Shape boundary entries:
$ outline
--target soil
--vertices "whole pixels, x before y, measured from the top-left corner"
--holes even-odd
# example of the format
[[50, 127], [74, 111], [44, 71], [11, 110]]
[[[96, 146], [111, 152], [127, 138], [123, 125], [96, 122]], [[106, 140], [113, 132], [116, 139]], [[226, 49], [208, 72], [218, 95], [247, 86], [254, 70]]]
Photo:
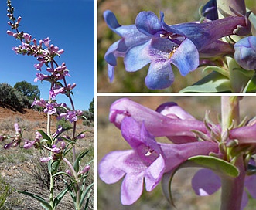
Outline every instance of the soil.
[[[53, 132], [56, 130], [56, 117], [52, 117]], [[2, 132], [12, 135], [15, 130], [13, 124], [18, 122], [19, 124], [25, 124], [27, 135], [32, 135], [35, 130], [42, 129], [46, 131], [46, 113], [38, 112], [31, 109], [23, 109], [22, 111], [17, 111], [14, 109], [4, 108], [0, 107], [0, 135]], [[20, 126], [22, 127], [22, 126]], [[93, 149], [94, 143], [94, 129], [93, 127], [85, 127], [82, 124], [82, 120], [77, 121], [77, 134], [82, 130], [87, 130], [86, 141], [81, 140], [77, 142], [79, 147], [77, 151]], [[15, 190], [22, 190], [37, 194], [46, 199], [49, 197], [49, 190], [47, 189], [47, 168], [46, 164], [42, 164], [39, 162], [39, 158], [44, 157], [43, 154], [33, 148], [23, 151], [17, 147], [11, 147], [9, 150], [4, 150], [3, 145], [5, 141], [0, 142], [0, 179]], [[94, 152], [92, 151], [92, 154]], [[44, 170], [45, 169], [45, 170]], [[94, 167], [90, 171], [90, 181], [94, 181]], [[56, 193], [63, 188], [62, 178], [57, 178], [55, 180]], [[1, 184], [1, 183], [0, 183]], [[56, 194], [57, 195], [57, 194]], [[92, 193], [93, 195], [93, 193]], [[57, 209], [73, 209], [73, 202], [68, 193], [61, 201]], [[89, 209], [94, 209], [94, 197], [89, 205]], [[13, 191], [7, 198], [3, 208], [0, 209], [43, 209], [39, 202], [29, 197]]]

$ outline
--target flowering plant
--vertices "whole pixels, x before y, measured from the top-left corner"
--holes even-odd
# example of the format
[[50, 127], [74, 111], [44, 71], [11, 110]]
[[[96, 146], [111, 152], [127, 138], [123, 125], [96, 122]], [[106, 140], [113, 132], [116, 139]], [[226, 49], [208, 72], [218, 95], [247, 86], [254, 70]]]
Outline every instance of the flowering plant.
[[172, 86], [173, 69], [189, 76], [203, 68], [210, 73], [180, 92], [255, 92], [256, 16], [240, 2], [211, 0], [200, 8], [199, 21], [175, 25], [166, 23], [163, 12], [158, 17], [141, 12], [135, 24], [121, 25], [111, 11], [105, 11], [108, 26], [121, 36], [104, 56], [110, 81], [121, 57], [128, 72], [150, 64], [145, 78], [150, 90]]
[[[8, 30], [7, 34], [21, 42], [19, 46], [14, 47], [13, 50], [17, 54], [35, 57], [38, 63], [34, 65], [37, 71], [34, 81], [46, 81], [50, 83], [49, 99], [47, 100], [35, 99], [32, 104], [32, 107], [39, 106], [43, 107], [43, 111], [47, 113], [46, 130], [37, 130], [35, 138], [29, 140], [23, 137], [25, 130], [20, 128], [18, 124], [15, 124], [15, 134], [14, 135], [8, 136], [5, 134], [0, 137], [1, 141], [9, 141], [5, 144], [5, 149], [19, 146], [24, 149], [34, 147], [39, 151], [48, 151], [49, 155], [42, 157], [40, 161], [47, 162], [48, 164], [50, 178], [49, 201], [38, 195], [28, 191], [19, 191], [19, 192], [36, 199], [45, 209], [53, 210], [56, 209], [63, 196], [69, 191], [73, 201], [74, 208], [77, 210], [82, 209], [82, 208], [87, 209], [94, 183], [87, 185], [86, 181], [90, 168], [90, 164], [92, 164], [93, 160], [82, 167], [81, 160], [89, 151], [83, 151], [80, 153], [77, 153], [76, 151], [77, 142], [86, 137], [85, 133], [87, 130], [77, 134], [77, 123], [78, 117], [84, 117], [82, 116], [81, 110], [75, 109], [73, 102], [73, 89], [75, 88], [76, 84], [67, 83], [67, 77], [70, 76], [69, 70], [65, 63], [60, 65], [56, 60], [56, 57], [60, 57], [64, 52], [64, 50], [60, 49], [59, 47], [51, 44], [49, 37], [38, 42], [32, 38], [32, 35], [23, 31], [20, 32], [19, 27], [22, 18], [20, 16], [15, 17], [15, 9], [10, 0], [7, 1], [7, 16], [9, 19], [8, 24], [12, 29]], [[46, 74], [42, 73], [44, 67], [46, 68]], [[65, 103], [56, 102], [56, 97], [59, 94], [63, 94], [68, 97], [71, 108], [68, 108]], [[60, 113], [58, 111], [60, 108], [64, 111]], [[59, 126], [55, 132], [52, 132], [51, 118], [53, 114], [57, 116], [58, 120], [64, 119], [66, 121], [73, 124], [71, 128], [72, 136], [65, 135], [64, 131], [66, 130], [61, 126]], [[68, 158], [70, 153], [72, 153], [72, 158]], [[66, 164], [68, 168], [66, 171], [60, 171], [59, 166], [61, 162]], [[63, 175], [65, 178], [66, 188], [55, 196], [53, 180], [58, 175]]]
[[[192, 179], [196, 194], [209, 195], [221, 187], [220, 209], [244, 209], [247, 192], [256, 198], [255, 118], [240, 120], [241, 100], [222, 97], [220, 124], [210, 120], [207, 113], [199, 120], [176, 103], [153, 110], [127, 98], [118, 100], [111, 106], [109, 120], [131, 149], [105, 154], [99, 163], [99, 177], [107, 184], [123, 179], [123, 205], [139, 198], [144, 183], [148, 191], [161, 183], [173, 204], [171, 185], [176, 172], [200, 167], [203, 169]], [[162, 137], [168, 141], [162, 143]]]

- _TASK DESCRIPTION_: Convert every line of the records into a Markdown table with the columns "No." and "Line", numbering the rows in order and leaving out blank lines. Leave the pictures out of the table.

- _FINAL RESULT_:
| No. | Line |
|---|---|
| 1 | $ outline |
| 2 | --target soil |
| 3 | --vertices "whole pixels, x before y, measured from the top-left corner" |
| 4 | --holes even-odd |
| 5 | # example of the format |
| 6 | [[50, 127], [74, 111], [44, 71], [11, 110]] |
| 7 | [[[96, 146], [111, 152], [127, 138], [123, 125], [96, 122]], [[106, 140], [113, 132], [116, 139]], [[226, 49], [208, 72], [218, 95], [247, 86], [254, 70]]] |
| 8 | Photo: |
| 9 | Outline every instance of the soil. |
| 10 | [[[53, 132], [56, 130], [56, 117], [52, 117]], [[2, 132], [12, 135], [15, 130], [13, 124], [18, 122], [19, 124], [25, 124], [27, 135], [32, 135], [35, 130], [42, 129], [46, 131], [46, 113], [38, 112], [31, 109], [23, 109], [22, 111], [17, 111], [14, 109], [4, 108], [0, 107], [0, 135]], [[20, 126], [22, 127], [22, 126]], [[93, 149], [94, 143], [94, 129], [93, 127], [85, 127], [82, 124], [82, 120], [77, 121], [77, 134], [82, 130], [87, 130], [86, 141], [81, 140], [77, 142], [79, 147], [77, 151]], [[15, 190], [22, 190], [37, 194], [46, 199], [49, 197], [49, 190], [47, 189], [47, 168], [46, 164], [42, 164], [39, 162], [39, 158], [44, 157], [43, 154], [33, 148], [23, 151], [17, 147], [11, 147], [9, 150], [4, 150], [3, 145], [5, 141], [0, 142], [0, 179]], [[94, 152], [92, 151], [92, 154]], [[44, 170], [45, 169], [45, 170]], [[94, 167], [90, 171], [90, 181], [94, 181]], [[56, 193], [63, 188], [62, 178], [57, 178], [55, 180]], [[1, 184], [1, 183], [0, 183]], [[56, 194], [57, 195], [57, 194]], [[92, 193], [93, 195], [93, 193]], [[57, 209], [73, 209], [73, 202], [68, 193], [61, 201]], [[89, 209], [94, 209], [94, 197], [89, 205]], [[13, 191], [7, 198], [3, 208], [0, 209], [43, 209], [39, 202], [29, 197]]] |
| 11 | $ outline |
| 12 | --target flowering plant |
| 13 | --vertices "whole pixels, x before y, measured from the top-left corner" |
| 14 | --holes even-odd |
| 15 | # example of the format |
| 16 | [[50, 127], [74, 111], [44, 71], [11, 110]] |
| 17 | [[[96, 146], [111, 152], [127, 138], [123, 125], [96, 122]], [[106, 140], [113, 132], [116, 139]], [[226, 49], [208, 72], [218, 95], [247, 86], [254, 70]]] |
| 18 | Outline every instance of the flowering plant. |
| 19 | [[172, 86], [173, 69], [189, 76], [203, 68], [210, 73], [180, 92], [255, 92], [256, 16], [240, 2], [211, 0], [200, 8], [199, 21], [175, 25], [166, 23], [163, 12], [158, 17], [141, 12], [135, 24], [121, 25], [111, 11], [105, 11], [108, 26], [121, 36], [104, 56], [110, 81], [121, 57], [128, 72], [150, 64], [145, 78], [150, 90]] |
| 20 | [[[8, 30], [7, 34], [21, 42], [19, 46], [14, 47], [13, 50], [17, 54], [35, 57], [38, 63], [34, 65], [37, 71], [34, 81], [46, 81], [50, 83], [49, 99], [47, 100], [35, 99], [32, 104], [32, 107], [39, 106], [43, 107], [43, 111], [47, 113], [46, 130], [37, 130], [35, 138], [29, 140], [23, 137], [25, 130], [20, 128], [18, 124], [15, 124], [15, 134], [14, 135], [8, 136], [5, 134], [0, 137], [1, 141], [9, 141], [5, 144], [5, 149], [19, 146], [24, 149], [34, 147], [39, 151], [48, 151], [49, 155], [42, 157], [40, 161], [47, 162], [48, 164], [50, 178], [49, 201], [38, 195], [28, 191], [19, 191], [19, 192], [36, 199], [45, 209], [53, 210], [56, 209], [63, 196], [69, 191], [73, 201], [74, 208], [77, 210], [82, 209], [82, 208], [87, 209], [94, 183], [87, 185], [86, 181], [90, 168], [90, 164], [92, 164], [93, 160], [82, 167], [81, 160], [89, 151], [83, 151], [80, 153], [77, 153], [76, 151], [77, 142], [86, 137], [85, 133], [87, 130], [77, 134], [77, 123], [78, 117], [84, 117], [82, 116], [81, 110], [75, 109], [73, 102], [73, 89], [75, 88], [76, 84], [67, 83], [67, 77], [70, 76], [69, 70], [65, 63], [60, 65], [56, 60], [56, 57], [60, 57], [64, 52], [64, 50], [60, 49], [59, 47], [51, 44], [49, 37], [38, 42], [32, 38], [32, 35], [23, 31], [20, 32], [19, 27], [22, 18], [20, 16], [15, 17], [15, 9], [10, 0], [7, 1], [7, 16], [9, 19], [8, 24], [12, 29]], [[46, 74], [42, 73], [44, 67], [46, 68]], [[65, 103], [56, 102], [56, 97], [59, 94], [63, 94], [68, 97], [71, 108], [68, 108]], [[60, 113], [58, 111], [60, 108], [64, 111]], [[59, 126], [55, 132], [52, 132], [51, 118], [53, 114], [57, 116], [58, 120], [64, 119], [66, 121], [73, 124], [71, 128], [72, 136], [65, 135], [64, 131], [66, 130], [61, 126]], [[68, 158], [70, 153], [72, 153], [72, 158]], [[66, 164], [68, 168], [66, 171], [60, 171], [59, 166], [61, 162]], [[63, 175], [65, 178], [66, 188], [55, 196], [53, 180], [58, 175]]] |
| 21 | [[[192, 179], [196, 194], [209, 195], [221, 187], [220, 209], [244, 209], [247, 192], [256, 198], [255, 118], [240, 120], [241, 100], [222, 97], [220, 124], [210, 120], [207, 113], [199, 120], [176, 103], [153, 110], [127, 98], [118, 100], [111, 106], [109, 120], [131, 149], [105, 154], [99, 163], [99, 177], [107, 184], [123, 179], [123, 205], [139, 198], [144, 183], [148, 191], [161, 183], [173, 204], [171, 185], [176, 172], [200, 167], [203, 169]], [[162, 137], [168, 141], [162, 143]]] |